- Exercise requirements
Pull out every line of the entries below that contains the string "side".

:: Material

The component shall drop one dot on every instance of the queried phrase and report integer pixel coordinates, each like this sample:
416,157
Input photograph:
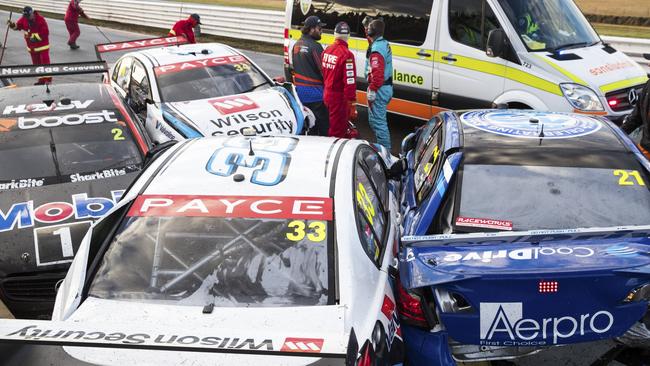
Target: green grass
622,30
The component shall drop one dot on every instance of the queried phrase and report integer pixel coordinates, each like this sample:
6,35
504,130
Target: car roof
286,166
525,137
101,94
186,52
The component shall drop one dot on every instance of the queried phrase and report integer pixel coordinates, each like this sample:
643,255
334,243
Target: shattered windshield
225,261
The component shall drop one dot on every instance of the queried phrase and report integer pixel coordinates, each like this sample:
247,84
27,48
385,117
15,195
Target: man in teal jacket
379,72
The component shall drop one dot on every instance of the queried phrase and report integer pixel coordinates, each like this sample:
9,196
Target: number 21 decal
626,178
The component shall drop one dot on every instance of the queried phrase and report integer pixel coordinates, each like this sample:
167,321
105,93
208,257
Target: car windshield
60,148
236,75
195,261
549,25
544,197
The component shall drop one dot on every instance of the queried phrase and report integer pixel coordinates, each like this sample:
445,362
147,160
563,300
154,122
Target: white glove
372,95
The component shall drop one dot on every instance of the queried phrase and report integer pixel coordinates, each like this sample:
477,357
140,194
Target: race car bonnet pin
530,124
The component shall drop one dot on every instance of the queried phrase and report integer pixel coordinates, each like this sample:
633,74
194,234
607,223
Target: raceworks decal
503,324
25,123
32,332
42,107
195,64
23,215
311,208
533,125
233,121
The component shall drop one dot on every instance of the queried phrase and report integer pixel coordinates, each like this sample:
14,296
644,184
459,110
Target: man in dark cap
340,81
36,37
71,20
308,74
185,28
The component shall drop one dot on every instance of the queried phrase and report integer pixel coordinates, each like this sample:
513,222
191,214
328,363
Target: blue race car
523,230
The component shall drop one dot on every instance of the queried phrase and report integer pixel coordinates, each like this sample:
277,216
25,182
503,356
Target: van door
410,29
468,78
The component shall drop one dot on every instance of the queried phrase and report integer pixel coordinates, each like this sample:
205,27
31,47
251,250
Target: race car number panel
58,244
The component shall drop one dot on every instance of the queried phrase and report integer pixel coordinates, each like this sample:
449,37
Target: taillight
546,287
366,358
409,306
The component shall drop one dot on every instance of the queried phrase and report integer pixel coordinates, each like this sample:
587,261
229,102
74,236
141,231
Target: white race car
208,89
269,250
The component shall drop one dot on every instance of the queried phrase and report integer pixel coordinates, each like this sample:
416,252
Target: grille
31,288
618,100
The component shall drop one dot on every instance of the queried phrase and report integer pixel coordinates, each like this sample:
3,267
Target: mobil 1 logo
58,244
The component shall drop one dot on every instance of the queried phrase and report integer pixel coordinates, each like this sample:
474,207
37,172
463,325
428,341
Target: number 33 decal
317,231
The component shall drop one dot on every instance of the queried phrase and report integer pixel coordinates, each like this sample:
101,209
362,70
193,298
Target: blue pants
377,115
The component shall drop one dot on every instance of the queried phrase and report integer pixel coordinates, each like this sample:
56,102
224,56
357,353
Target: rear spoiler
532,236
151,337
138,44
72,68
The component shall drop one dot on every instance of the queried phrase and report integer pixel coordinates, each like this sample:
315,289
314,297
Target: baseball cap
313,21
342,28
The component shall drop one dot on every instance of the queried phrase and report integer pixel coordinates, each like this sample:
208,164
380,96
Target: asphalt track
16,53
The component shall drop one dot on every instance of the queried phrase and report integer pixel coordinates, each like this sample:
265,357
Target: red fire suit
184,28
72,21
37,39
340,88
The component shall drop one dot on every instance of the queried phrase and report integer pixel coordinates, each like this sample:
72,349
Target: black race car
67,153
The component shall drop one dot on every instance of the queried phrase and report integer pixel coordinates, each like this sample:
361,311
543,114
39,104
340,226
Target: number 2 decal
117,134
625,180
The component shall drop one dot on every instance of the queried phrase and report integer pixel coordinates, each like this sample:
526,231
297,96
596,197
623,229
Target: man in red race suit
36,37
185,28
340,83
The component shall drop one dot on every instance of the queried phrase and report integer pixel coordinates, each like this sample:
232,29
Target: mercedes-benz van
459,54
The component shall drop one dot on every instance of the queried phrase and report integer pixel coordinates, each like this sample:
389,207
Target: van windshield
549,25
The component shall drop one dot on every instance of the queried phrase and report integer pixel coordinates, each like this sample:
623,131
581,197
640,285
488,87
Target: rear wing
72,68
152,337
138,44
532,236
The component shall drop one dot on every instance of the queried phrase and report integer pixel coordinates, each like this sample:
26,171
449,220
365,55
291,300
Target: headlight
581,97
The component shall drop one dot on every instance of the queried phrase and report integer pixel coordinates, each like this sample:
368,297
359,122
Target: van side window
329,12
407,22
470,22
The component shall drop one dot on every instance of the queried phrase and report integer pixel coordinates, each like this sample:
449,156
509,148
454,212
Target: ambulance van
460,54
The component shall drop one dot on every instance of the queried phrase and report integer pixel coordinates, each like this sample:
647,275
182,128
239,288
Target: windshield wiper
570,45
254,87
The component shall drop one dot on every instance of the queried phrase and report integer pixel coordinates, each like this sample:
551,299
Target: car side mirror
497,43
408,143
155,151
397,169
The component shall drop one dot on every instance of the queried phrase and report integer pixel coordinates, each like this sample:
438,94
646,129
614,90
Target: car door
139,94
468,78
122,76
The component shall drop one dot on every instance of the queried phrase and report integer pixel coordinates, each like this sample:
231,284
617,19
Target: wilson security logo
504,324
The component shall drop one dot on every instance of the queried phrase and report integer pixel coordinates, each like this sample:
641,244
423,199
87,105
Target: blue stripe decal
300,118
181,127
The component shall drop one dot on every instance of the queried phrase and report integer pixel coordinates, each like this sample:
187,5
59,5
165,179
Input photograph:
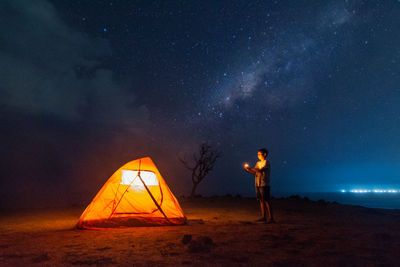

::::

- Answer to the problem
Target: van side window
Target: car side mirror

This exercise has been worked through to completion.